**** Text section ****

Physician assistants are already filling in many of gaps left in the primary care delivery system both in general practice and specialty services. Advancing programs that help elevate them to more proactive roles in overall care provision will be an important aspect to lessening the shortage. The more providers of primary care, the greater access for individuals who will help with mal-distribution. It will also enhance the quality of care in that those things that nurses can excel in and physician assistants can begin to focus on specialty areas. The cost of health care is often in direct correlation to the level of specialty the doctor has. By creating more access at lower levels, this will help spread cost. The provision and focus on preventive care and health promotion over time will increase the quality. The initiatives could then help diminish the high costs associated with lack of health care over time. INFLUENCE ON HEALTHCARE FOR THE FUTURE

This article was chosen because of its high potential to impact future models of care delivery and high relevance to the field of long-term care. Currently, physicians focused on gerontology are in short supply. Any model that will assist in moving away from care that is dominated by the PCP has to be considered. In long-term care, which the delivery of remains a challenge, nurses are already the primary providers of service. They are managing care coordination, family dynamics, funding sources, pharmacologic services, end of life issues, and the day to day assessments of changes. All while knowing the individual well enough, to understand when a change has occurred that is significant. That is patient-centered care and a good basis for patient-centered medical homes. Nurse managed care centers would help keep costs lower for LTC patients. Patient Centered Medical homes would be able to assist those who are more medically complex and also, help keep costs lower by ensuring people can stay at home longer. THINGS TO THINK ABOUT

In reviewing the article, it seems easy to shift the model. There are many students entering the nursing profession, so just provide more incentives for advanced education. However, it is not that simple. There are waiting lists for nursing school, let alone advanced practice nurses. Scope of practice laws in most states could hinder the growth of both physician assistants and nurse practitioners alleviating some of the health care needs. Changing regulations, just this month, limit the scope of practice for an LPN and create more needs for RN in the health care field and again, schools are needing more instructors to offer more classes.

****

> [Check your understanding]:
(a) Repeat the piece on primary care staffing between "In reviewing the" and "offer more classes.", inclusive.
(b) Answer these about the piece on primary care staffing:
(i) What does it say the cost of health care often correlates directly with?
(ii) Who does it say are already the primary providers of service in long-term care?
(iii) What does it say could hinder the growth of both physician assistants and nurse practitioners?
(c) Carry the piece on primary care staffing forward from its last sentence.

**** Given entries ****

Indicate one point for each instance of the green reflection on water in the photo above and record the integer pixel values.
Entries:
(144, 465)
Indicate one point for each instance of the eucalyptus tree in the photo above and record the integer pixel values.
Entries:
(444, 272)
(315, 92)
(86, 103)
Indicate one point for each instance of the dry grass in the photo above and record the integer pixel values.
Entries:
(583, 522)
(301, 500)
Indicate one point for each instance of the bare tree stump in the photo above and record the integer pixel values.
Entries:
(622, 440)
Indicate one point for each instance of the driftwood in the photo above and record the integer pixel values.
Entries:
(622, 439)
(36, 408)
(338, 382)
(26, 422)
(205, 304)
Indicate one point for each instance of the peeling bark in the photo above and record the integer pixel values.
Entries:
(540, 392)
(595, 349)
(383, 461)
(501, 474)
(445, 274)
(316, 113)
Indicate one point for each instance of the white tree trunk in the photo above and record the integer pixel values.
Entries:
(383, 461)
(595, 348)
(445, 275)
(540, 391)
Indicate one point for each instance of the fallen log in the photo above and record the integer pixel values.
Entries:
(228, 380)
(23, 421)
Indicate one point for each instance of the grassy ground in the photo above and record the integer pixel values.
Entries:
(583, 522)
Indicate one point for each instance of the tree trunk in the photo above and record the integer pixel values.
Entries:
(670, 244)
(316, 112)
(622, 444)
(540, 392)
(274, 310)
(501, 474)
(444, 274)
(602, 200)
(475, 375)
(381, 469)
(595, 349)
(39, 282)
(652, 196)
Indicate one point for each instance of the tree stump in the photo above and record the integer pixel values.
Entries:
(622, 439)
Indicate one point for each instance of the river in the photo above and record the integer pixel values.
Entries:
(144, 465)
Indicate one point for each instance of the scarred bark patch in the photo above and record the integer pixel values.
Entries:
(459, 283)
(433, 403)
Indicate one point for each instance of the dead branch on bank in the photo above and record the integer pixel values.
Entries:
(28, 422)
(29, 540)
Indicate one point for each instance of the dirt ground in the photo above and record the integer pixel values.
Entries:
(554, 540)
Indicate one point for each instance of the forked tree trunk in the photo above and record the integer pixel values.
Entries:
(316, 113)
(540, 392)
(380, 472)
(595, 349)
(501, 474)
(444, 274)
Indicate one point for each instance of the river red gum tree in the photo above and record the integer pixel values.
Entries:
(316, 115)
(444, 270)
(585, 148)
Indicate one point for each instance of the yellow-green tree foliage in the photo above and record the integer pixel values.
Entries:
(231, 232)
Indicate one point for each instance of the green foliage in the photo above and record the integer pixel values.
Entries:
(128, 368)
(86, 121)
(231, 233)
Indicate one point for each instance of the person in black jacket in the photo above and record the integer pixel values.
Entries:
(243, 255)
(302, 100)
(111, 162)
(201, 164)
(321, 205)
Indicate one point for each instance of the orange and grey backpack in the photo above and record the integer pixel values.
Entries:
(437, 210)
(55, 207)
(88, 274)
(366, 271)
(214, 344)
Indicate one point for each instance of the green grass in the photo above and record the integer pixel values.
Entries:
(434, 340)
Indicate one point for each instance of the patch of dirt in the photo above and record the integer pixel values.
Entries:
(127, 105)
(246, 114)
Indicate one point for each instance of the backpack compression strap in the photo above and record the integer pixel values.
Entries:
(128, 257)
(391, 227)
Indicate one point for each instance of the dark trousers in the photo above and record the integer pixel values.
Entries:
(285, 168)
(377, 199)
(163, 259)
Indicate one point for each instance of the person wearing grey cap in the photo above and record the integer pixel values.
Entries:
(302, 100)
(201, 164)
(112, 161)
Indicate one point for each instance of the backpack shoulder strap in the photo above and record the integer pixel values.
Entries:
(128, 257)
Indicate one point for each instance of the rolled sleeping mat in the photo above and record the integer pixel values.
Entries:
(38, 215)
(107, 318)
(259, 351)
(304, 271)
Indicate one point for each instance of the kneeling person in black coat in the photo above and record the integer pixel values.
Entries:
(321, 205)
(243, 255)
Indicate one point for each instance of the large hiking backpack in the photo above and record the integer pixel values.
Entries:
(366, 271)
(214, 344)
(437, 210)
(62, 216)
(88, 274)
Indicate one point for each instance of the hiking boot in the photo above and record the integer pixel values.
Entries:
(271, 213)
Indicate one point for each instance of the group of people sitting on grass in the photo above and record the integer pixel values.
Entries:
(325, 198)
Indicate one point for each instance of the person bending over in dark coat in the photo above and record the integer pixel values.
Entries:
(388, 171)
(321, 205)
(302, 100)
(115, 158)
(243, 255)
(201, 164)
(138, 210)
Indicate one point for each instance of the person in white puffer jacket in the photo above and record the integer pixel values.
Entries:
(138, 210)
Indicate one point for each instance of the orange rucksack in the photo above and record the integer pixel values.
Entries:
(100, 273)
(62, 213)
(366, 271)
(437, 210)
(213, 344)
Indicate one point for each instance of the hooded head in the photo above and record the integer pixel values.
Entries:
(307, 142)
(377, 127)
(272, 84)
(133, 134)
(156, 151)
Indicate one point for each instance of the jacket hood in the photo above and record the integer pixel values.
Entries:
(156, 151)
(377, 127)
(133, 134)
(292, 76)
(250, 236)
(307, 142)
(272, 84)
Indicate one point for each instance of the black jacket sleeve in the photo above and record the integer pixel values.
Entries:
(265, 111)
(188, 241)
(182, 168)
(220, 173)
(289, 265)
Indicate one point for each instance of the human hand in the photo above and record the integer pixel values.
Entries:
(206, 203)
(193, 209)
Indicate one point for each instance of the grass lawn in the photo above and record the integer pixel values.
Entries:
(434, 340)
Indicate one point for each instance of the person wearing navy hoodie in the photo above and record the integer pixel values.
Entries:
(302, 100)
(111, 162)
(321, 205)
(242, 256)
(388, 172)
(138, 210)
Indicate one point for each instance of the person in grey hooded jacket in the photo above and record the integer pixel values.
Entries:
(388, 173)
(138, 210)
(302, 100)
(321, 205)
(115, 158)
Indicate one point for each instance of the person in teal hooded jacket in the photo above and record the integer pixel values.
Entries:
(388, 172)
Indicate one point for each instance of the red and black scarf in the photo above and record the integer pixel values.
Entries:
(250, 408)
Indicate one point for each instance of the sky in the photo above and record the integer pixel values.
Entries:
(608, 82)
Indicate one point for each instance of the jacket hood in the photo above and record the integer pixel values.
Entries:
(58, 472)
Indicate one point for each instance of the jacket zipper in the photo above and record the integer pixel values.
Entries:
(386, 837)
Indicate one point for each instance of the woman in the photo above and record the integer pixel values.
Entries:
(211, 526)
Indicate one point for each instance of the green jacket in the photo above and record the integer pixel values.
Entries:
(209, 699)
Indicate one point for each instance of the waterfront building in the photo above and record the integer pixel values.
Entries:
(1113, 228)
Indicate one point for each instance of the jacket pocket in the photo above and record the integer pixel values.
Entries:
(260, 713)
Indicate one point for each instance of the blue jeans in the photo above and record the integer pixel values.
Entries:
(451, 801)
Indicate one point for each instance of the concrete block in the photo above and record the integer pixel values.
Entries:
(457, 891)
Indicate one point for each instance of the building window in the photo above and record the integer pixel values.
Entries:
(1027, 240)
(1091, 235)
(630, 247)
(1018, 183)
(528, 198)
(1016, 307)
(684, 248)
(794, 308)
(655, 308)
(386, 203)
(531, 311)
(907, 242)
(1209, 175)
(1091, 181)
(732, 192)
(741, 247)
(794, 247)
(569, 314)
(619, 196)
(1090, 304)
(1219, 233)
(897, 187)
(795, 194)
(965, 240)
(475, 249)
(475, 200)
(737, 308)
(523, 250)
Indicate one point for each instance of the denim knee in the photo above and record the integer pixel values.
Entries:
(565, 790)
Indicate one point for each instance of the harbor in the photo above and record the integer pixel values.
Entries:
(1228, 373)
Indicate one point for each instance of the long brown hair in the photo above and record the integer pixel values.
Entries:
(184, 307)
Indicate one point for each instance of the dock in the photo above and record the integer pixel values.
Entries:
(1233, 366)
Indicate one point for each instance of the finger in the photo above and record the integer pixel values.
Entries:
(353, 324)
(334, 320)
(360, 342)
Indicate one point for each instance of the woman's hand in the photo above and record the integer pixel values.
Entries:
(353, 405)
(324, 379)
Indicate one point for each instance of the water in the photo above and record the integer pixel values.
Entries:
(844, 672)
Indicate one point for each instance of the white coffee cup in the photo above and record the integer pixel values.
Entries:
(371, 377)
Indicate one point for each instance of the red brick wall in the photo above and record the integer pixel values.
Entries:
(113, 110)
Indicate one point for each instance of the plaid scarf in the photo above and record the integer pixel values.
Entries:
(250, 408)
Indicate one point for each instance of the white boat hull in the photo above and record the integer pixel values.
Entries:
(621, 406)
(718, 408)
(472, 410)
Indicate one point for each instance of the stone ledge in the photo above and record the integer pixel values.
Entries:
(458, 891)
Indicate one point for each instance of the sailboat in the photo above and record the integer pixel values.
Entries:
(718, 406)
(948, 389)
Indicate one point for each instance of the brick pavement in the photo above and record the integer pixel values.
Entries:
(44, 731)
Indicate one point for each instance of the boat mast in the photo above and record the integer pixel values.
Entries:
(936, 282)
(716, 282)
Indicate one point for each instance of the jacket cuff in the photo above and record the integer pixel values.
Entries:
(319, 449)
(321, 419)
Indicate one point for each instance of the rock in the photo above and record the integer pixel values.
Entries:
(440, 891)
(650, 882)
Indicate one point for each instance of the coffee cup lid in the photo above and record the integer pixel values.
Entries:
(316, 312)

****

> [Results]:
(a)
In reviewing the article, it seems easy to shift the model. There are many students entering the nursing profession, so just provide more incentives for advanced education. However, it is not that simple. There are waiting lists for nursing school, let alone advanced practice nurses. Scope of practice laws in most states could hinder the growth of both physician assistants and nurse practitioners alleviating some of the health care needs. Changing regulations, just this month, limit the scope of practice for an LPN and create more needs for RN in the health care field and again, schools are needing more instructors to offer more classes.

(b)
(i) The level of specialty the doctor has.
(ii) Nurses.
(iii) Scope of practice laws in most states.

(c)
Also, other professions could be impacted by these new models of care. How would these changes related to Certified Nursing Assistants, Dietary Aides, and therapists? Would it change their roles and scope of service? Would the payment follow the person and would insurance companies embrace these new models of care delivery? Would these new models increase patient-centeredness and more face to face time with their doctors or less time? On the surface, a new model of delivery seems like an easy solution.

However, after digging deeper all these questions are raised in my mind even as my own organization explores a medical home model in Iowa. The hope had been that this article would give more answers around how these models can work, versus raise more questions about their success or impact. Overall these models will become more prevalent in the next 5-10 years as we are all challenged to find alternative cost effective ways to provide the same care we do now, how we will bridge the gap from where we are now to where we need to go remains to be seen. It will take innovative providers, collaborative partners, and organizations willing to step outside their comfort zone with new models that will lead the charge.

Auerbach, D. I., Chen, P. G., Friedberg, M. W., Reid, R., Lau, C., Buerhaus, P. I., et al. (2013). Nurse-Managed Health Centers and Patient-Centered Medical Homes Could Mitigate Expected Primary Care Physician Shortage. Health Affairs, 32(11), 1933-1941.

Shi, L., & Singh, D. A. (2015). Delivering Health Care in America: A Systems Approach (6th ed.). Boston: Jones and Bartlett.